Can you retype all of the records below word for word, leaving the pictures out?

-------- RECORD EXTRACTS --------

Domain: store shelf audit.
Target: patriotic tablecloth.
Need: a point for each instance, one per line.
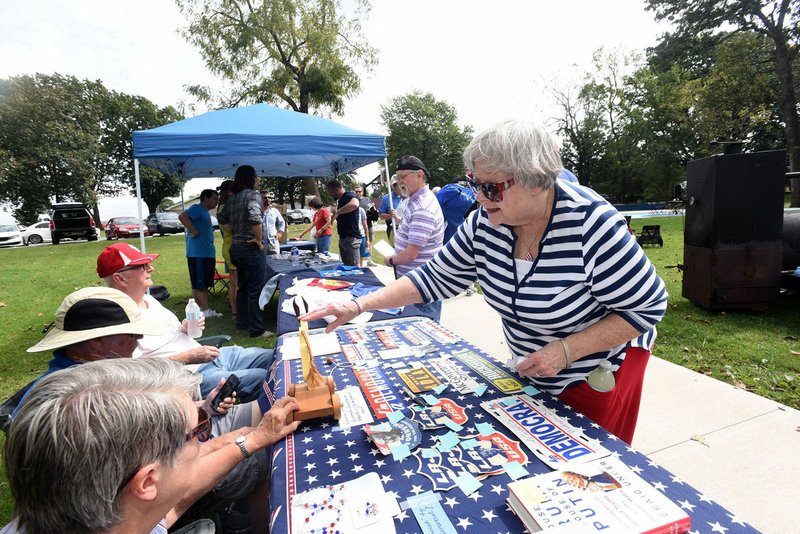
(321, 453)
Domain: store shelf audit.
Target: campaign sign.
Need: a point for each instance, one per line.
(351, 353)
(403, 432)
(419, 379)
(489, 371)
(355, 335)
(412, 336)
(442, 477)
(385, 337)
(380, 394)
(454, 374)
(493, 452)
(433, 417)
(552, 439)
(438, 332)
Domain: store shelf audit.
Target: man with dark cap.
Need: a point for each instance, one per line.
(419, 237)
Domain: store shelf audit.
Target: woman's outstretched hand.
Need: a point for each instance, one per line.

--------

#### FINAL RESULT
Domain: store shelf audit.
Target: patriotic tablecloth.
Need: a point for each instance, one per line.
(321, 453)
Domain: store shelf audit.
Target: campaign sign.
Need: a point for each instance, one per line.
(351, 353)
(403, 432)
(419, 379)
(489, 371)
(355, 335)
(412, 336)
(442, 477)
(385, 337)
(380, 394)
(454, 374)
(493, 452)
(433, 417)
(552, 439)
(438, 332)
Domain: store shelf audit.
Target: man with dark cap.
Need: a point for each instance, one per line.
(419, 237)
Domain: store shelf audit.
Target: woman's outstretched hand.
Need: a point for each instance, one per line.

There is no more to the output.